─── RECORD EXCERPTS

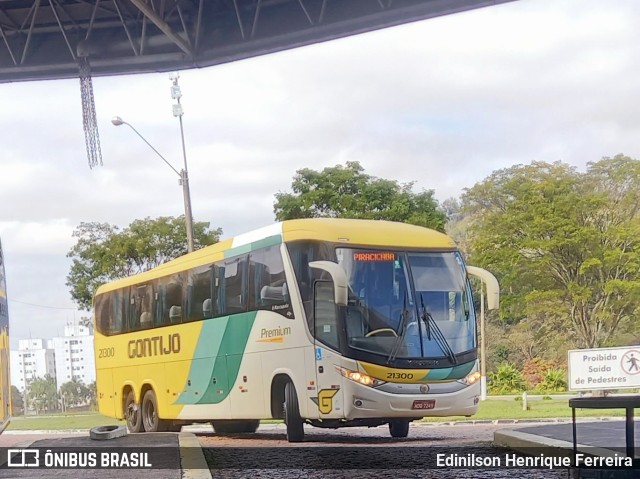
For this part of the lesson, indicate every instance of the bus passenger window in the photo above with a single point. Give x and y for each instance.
(325, 314)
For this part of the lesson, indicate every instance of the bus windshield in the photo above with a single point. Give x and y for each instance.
(408, 304)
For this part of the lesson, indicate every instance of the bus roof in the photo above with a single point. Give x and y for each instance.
(373, 233)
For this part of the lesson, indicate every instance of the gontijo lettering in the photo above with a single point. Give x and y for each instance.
(154, 346)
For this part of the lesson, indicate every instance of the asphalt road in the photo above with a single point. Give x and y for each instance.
(363, 453)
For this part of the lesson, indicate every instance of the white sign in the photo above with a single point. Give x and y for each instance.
(605, 368)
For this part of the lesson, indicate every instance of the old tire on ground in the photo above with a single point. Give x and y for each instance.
(150, 419)
(235, 426)
(295, 429)
(133, 414)
(399, 428)
(101, 433)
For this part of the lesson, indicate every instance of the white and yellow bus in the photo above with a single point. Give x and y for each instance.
(5, 378)
(328, 322)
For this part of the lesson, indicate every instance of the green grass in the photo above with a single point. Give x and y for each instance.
(538, 409)
(490, 409)
(56, 422)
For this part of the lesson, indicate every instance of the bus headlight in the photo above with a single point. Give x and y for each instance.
(359, 377)
(470, 379)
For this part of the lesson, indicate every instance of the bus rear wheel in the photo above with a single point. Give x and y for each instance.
(399, 428)
(132, 413)
(235, 426)
(150, 419)
(295, 429)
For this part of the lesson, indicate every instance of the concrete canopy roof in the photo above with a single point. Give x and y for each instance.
(44, 39)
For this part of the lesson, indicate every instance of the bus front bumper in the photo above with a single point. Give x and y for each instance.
(365, 402)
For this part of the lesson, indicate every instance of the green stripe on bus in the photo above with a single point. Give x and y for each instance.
(217, 359)
(247, 248)
(456, 372)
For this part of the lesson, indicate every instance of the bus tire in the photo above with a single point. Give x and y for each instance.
(235, 426)
(295, 429)
(150, 419)
(132, 413)
(399, 428)
(101, 433)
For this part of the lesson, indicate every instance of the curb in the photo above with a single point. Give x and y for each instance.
(192, 461)
(485, 422)
(524, 442)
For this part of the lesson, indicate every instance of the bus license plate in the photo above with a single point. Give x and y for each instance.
(424, 404)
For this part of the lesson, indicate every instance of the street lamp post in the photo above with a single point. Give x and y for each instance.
(176, 94)
(184, 180)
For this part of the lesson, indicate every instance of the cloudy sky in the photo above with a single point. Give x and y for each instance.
(442, 103)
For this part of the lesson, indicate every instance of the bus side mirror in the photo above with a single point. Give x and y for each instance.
(490, 282)
(339, 279)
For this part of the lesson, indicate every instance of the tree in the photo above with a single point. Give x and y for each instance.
(102, 253)
(348, 192)
(17, 402)
(563, 243)
(42, 394)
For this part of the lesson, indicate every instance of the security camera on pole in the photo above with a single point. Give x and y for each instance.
(184, 176)
(176, 94)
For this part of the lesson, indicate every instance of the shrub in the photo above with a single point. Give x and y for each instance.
(507, 380)
(554, 380)
(534, 370)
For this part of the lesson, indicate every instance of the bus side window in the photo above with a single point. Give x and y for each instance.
(235, 285)
(325, 314)
(267, 281)
(173, 300)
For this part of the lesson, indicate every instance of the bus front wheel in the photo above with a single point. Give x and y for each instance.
(295, 430)
(132, 413)
(150, 419)
(399, 428)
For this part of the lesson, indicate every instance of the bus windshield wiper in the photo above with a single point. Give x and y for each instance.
(432, 327)
(402, 329)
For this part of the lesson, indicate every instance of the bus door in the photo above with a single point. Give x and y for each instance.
(328, 380)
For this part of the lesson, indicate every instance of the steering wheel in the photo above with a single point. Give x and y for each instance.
(381, 330)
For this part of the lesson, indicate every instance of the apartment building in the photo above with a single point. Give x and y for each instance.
(64, 358)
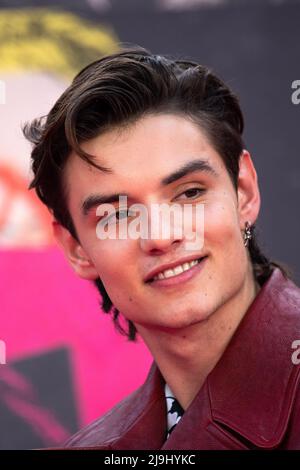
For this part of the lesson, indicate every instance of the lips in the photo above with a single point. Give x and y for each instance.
(150, 276)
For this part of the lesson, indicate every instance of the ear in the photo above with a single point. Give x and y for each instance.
(248, 190)
(74, 252)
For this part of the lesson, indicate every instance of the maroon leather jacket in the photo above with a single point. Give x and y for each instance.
(250, 400)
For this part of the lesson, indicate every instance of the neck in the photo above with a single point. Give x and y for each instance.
(185, 357)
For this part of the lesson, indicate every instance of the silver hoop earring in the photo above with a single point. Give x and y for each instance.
(247, 233)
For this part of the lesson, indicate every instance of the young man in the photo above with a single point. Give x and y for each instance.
(218, 317)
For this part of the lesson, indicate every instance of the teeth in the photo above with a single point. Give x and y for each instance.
(175, 271)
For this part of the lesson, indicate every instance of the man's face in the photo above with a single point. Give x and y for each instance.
(140, 157)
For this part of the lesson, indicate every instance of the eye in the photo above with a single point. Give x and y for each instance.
(116, 216)
(192, 193)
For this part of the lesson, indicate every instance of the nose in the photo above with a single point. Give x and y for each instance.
(158, 246)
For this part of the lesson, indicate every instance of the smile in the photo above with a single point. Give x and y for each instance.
(179, 274)
(177, 270)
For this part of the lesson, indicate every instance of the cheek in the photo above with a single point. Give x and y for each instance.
(114, 261)
(221, 224)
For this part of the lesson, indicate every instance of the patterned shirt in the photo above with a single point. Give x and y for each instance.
(174, 410)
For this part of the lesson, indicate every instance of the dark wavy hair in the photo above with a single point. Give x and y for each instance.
(115, 91)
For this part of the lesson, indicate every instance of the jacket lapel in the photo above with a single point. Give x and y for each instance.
(246, 400)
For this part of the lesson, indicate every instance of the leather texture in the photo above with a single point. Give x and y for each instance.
(251, 399)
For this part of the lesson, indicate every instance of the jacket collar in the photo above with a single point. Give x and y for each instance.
(253, 386)
(250, 391)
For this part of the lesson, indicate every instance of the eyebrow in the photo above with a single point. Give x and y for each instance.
(192, 166)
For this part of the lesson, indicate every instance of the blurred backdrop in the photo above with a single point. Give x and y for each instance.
(65, 364)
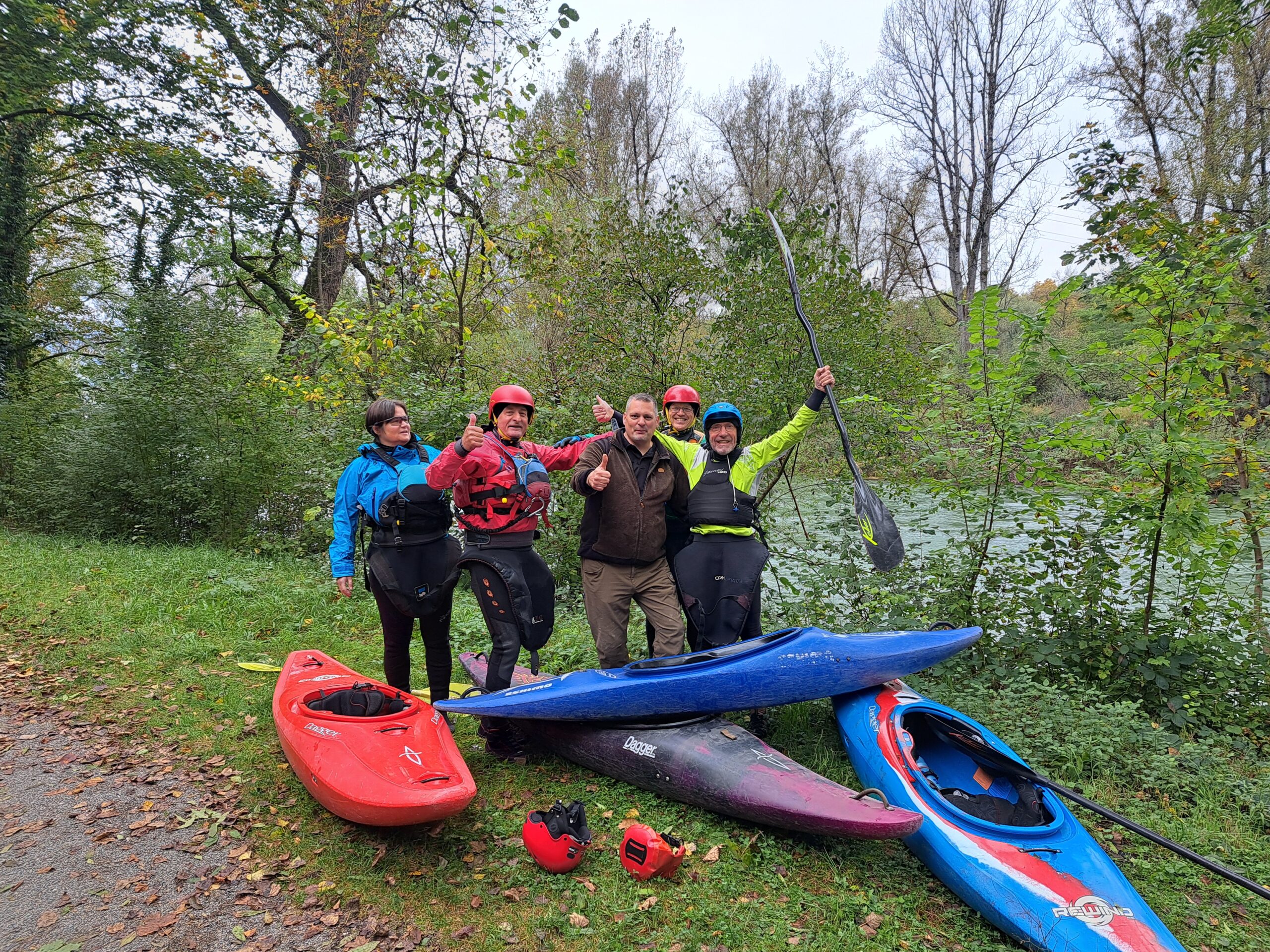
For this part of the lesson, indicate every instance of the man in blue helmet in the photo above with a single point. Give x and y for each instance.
(719, 573)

──────

Only an exact copy belongs in the answer: the lines from the one containing "of the eyebrow" through the end of the records, both ends included, minus the pictures.

» FINISHED EXERCISE:
For this part of the lesson, indicate every instance of the eyebrow in the photo above with a single point. Give x and y for each instance.
(192, 166)
For this part of the lesson, indicate every instance of the blurred backdrop in the photo above with a single point. Give x and y for each instance.
(65, 364)
For this part of the lesson, indicate every instance of the man in blue helmet in the photo above with a single point. Give x and y for each instance.
(719, 573)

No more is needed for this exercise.